Copy out each of the records below word for word, keeping every line and number unchanged.

[START Data]

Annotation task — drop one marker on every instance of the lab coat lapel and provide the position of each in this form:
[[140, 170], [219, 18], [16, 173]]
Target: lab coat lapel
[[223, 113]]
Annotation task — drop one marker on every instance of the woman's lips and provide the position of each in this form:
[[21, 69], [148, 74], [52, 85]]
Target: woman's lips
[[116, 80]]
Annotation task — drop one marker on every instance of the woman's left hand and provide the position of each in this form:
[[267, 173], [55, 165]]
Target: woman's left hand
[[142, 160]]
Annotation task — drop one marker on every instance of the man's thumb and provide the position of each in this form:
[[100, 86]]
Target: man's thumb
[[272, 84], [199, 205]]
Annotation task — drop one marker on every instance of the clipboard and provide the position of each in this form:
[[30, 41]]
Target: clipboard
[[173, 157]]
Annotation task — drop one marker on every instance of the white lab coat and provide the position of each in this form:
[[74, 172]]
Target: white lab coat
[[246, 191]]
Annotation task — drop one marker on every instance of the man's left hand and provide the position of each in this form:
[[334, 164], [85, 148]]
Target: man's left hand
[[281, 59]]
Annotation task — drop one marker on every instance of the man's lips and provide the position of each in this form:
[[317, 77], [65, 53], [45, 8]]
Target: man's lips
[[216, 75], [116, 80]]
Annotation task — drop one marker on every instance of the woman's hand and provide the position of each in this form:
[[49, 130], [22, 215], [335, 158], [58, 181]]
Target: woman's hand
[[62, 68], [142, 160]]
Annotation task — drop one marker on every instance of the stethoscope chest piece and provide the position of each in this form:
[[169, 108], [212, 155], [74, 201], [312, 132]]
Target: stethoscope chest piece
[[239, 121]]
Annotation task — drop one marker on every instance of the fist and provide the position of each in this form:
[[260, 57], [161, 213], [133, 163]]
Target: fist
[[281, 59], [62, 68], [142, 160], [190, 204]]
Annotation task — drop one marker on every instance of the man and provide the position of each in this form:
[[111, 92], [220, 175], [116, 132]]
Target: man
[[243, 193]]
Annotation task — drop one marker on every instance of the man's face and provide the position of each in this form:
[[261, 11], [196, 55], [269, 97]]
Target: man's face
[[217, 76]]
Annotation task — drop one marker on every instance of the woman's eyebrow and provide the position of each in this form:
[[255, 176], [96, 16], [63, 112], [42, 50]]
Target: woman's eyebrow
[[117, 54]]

[END Data]

The output —
Annotation task — drop one marker on every instance of the lab coat lapel and provide the position of each in this form:
[[140, 170], [219, 18], [16, 173]]
Target: lab coat lapel
[[223, 113]]
Annotation task — drop one marker on every instance of the woman's lips and provide the position of each in this form:
[[21, 69], [148, 74], [52, 85]]
Target: woman's lips
[[116, 80]]
Annotation task — drop one marker on every instance of the woman's left hand and provide the position of each in this form:
[[267, 173], [55, 165]]
Target: woman's left hand
[[142, 160]]
Annotation task — drop one marker on every instance of the man's thumb and provide the position of each in this form:
[[100, 86]]
Target: man's thumb
[[272, 84], [199, 205]]
Annotation task — drop one marker on every instance of the clipboard and provide the position of each in this form:
[[30, 41]]
Target: clipboard
[[173, 157]]
Annotation task — drop one marker on every instance of the white lab coat and provide the position of each in this form:
[[74, 172]]
Target: white lab coat
[[246, 191]]
Annotation task — drop one marker on every instance of the man's left hand and provide the position of each in this form:
[[334, 164], [85, 148]]
Target: man's left hand
[[281, 59]]
Annotation task — drop one marker on every instance of the man's lips and provide the position of each in this form:
[[317, 77], [65, 53], [45, 8]]
Target: man's lips
[[216, 75], [116, 80]]
Annotation task — drop one marker on every instance of the woman's hand and provide the position of each in this form:
[[49, 130], [22, 215], [335, 158], [58, 181]]
Target: woman's hand
[[62, 68], [142, 160]]
Annotation task — drop one marker on every instance of the stethoscope chest piece and provide the position of each in this form:
[[169, 108], [212, 155], [74, 201], [312, 132]]
Target: stethoscope chest piece
[[239, 121]]
Annotation task — drop one marker on every instance of the fist and provide the position of each in this form:
[[260, 57], [161, 213], [133, 163]]
Target: fist
[[281, 59], [62, 68], [142, 160], [190, 204]]
Annotation task — drop one marker on every instance of the man and provide the position of each in this form:
[[111, 92], [220, 175], [116, 132]]
Target: man
[[243, 193]]
Annotation task — drop one marker on every instance of the man's face and provide the position of each in this form:
[[261, 11], [196, 55], [269, 97]]
Target: man's face
[[217, 76]]
Annotation task — drop one marker on every instance of the woman's eyebrow and provide the position of each in this form:
[[255, 176], [96, 16], [63, 112], [42, 50]]
Target: woman's eyebrow
[[117, 54]]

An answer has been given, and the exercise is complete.